### Exercise description
In all the entries below, change "pale sky at dusk" to "faint evening sky" and write the lines out again with nothing else altered. Leave the pictures out of your answer.

### Records of labeled points
====

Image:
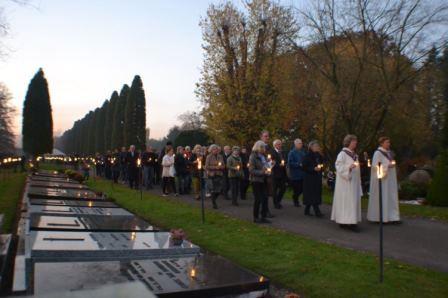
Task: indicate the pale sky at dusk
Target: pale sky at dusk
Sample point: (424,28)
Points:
(88,48)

====

### Exercise result
Image:
Task: indicate the faint evening sky
Target: faint evening sky
Sample point: (424,28)
Points:
(88,48)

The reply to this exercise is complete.